* WORK TO BE COMPLETED:
Please copy out all lines of the entries that contain the word "target".

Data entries
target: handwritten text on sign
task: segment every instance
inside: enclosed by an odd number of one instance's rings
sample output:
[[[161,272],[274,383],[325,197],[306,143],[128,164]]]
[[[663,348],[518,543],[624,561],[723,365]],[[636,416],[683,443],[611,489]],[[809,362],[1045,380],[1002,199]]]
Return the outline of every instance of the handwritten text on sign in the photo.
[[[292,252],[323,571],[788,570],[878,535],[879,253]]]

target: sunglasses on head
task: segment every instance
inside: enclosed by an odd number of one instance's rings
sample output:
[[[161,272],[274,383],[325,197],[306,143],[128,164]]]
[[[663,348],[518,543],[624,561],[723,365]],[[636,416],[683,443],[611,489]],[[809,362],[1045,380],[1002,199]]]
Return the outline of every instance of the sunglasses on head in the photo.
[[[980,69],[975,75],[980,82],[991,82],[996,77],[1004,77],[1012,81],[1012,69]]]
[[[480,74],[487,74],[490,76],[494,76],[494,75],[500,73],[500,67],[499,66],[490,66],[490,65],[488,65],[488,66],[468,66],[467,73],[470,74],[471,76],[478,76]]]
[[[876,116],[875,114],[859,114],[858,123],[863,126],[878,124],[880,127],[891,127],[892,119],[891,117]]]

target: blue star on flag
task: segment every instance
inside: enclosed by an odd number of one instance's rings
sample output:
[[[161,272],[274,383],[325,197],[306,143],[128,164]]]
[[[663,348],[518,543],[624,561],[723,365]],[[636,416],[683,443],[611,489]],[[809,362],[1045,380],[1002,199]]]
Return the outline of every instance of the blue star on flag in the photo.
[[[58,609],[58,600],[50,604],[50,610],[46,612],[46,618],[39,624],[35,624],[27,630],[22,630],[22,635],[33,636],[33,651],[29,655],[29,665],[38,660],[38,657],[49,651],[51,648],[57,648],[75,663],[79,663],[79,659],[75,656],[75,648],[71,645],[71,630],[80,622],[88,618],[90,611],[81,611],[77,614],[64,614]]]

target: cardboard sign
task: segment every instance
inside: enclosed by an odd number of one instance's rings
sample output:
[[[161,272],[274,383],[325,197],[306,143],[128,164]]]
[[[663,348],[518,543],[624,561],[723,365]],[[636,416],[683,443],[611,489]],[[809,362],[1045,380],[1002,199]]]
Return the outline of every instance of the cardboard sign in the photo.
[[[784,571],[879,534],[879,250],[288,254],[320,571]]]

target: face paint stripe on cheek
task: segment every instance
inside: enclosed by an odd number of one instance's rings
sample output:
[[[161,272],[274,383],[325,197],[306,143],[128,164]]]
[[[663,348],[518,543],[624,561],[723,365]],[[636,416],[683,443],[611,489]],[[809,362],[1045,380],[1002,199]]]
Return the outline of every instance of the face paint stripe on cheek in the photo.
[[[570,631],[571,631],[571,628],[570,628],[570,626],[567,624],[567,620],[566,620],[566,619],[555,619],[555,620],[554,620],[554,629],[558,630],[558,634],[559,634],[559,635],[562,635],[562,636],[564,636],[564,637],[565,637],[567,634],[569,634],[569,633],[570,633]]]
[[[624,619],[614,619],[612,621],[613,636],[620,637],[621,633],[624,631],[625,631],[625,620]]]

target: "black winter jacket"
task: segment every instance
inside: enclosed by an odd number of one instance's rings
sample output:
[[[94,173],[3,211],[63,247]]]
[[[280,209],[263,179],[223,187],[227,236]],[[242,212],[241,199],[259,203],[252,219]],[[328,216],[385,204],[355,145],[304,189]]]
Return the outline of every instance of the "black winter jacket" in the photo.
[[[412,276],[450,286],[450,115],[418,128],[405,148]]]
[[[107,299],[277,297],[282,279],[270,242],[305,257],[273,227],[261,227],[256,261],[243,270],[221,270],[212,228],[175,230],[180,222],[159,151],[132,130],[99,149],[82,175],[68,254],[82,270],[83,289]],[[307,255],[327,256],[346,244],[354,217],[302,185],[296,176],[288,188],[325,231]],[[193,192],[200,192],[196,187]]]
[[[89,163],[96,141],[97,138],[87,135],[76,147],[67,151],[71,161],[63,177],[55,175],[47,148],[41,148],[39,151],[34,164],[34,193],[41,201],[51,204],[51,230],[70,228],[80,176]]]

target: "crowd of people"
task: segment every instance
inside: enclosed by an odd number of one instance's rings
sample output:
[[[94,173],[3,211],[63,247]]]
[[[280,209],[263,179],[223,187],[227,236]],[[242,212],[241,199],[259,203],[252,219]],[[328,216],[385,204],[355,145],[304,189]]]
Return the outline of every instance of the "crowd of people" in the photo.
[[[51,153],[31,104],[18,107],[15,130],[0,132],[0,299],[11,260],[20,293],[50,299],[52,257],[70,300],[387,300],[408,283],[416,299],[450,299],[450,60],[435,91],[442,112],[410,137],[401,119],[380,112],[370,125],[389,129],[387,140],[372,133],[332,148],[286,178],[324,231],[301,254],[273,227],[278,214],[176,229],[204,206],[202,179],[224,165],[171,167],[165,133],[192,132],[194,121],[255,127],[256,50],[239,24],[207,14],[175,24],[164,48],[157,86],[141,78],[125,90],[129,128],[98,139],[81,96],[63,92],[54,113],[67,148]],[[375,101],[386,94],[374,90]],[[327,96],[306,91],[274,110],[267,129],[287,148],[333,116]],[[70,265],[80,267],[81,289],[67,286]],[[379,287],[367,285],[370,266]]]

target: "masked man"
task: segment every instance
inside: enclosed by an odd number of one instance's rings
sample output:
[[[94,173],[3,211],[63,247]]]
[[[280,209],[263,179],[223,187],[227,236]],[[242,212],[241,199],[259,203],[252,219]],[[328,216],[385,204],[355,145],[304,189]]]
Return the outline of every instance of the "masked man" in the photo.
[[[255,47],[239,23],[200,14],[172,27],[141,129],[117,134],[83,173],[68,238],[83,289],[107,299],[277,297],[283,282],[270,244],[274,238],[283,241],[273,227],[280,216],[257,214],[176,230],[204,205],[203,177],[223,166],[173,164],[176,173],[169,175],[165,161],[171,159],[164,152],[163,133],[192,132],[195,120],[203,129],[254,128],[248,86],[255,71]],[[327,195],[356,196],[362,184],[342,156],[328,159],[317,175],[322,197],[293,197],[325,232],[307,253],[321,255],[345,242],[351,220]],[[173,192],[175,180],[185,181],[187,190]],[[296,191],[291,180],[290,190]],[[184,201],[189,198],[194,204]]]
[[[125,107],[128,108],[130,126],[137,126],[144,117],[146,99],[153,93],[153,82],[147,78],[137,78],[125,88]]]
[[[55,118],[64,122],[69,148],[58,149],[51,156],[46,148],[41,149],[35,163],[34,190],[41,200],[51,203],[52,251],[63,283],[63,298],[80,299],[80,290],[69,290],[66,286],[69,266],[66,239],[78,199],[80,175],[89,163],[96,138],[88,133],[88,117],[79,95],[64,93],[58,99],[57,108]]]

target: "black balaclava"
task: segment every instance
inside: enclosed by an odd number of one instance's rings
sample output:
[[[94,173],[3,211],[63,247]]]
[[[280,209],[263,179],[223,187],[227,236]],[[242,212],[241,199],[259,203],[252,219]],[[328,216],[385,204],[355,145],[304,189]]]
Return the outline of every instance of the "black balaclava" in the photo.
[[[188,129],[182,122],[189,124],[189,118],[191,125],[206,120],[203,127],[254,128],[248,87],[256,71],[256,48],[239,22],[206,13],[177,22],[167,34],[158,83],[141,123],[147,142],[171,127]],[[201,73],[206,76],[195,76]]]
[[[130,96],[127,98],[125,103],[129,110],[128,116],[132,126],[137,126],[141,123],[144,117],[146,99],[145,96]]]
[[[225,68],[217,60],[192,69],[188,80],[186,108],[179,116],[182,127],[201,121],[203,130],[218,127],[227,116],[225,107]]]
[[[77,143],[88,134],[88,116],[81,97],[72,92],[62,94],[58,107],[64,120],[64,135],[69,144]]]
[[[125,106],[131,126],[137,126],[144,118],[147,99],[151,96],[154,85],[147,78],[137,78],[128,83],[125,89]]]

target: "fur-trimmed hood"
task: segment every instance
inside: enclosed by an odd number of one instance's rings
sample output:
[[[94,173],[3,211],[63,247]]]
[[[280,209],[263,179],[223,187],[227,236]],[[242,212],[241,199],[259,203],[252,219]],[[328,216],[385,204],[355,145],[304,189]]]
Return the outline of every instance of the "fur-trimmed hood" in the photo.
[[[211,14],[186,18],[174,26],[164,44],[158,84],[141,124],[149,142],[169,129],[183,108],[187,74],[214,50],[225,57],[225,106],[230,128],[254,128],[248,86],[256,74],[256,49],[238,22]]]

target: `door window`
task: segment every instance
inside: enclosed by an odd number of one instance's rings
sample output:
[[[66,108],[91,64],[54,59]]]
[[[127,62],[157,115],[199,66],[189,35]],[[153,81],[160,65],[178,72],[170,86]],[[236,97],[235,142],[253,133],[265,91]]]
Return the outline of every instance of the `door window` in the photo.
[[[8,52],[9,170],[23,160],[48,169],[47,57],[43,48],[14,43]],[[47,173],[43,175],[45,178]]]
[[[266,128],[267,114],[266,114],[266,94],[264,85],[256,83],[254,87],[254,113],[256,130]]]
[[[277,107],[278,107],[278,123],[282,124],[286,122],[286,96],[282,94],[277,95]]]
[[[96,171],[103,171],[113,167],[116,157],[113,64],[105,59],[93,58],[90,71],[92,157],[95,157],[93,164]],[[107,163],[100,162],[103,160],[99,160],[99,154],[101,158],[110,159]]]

* ANSWER SECTION:
target: handwritten text on sign
target: sunglasses on head
target: blue star on flag
target: cardboard sign
target: face paint stripe on cheek
target: "black winter jacket"
target: "crowd of people"
target: "masked man"
target: "black balaclava"
target: "fur-trimmed hood"
target: `door window`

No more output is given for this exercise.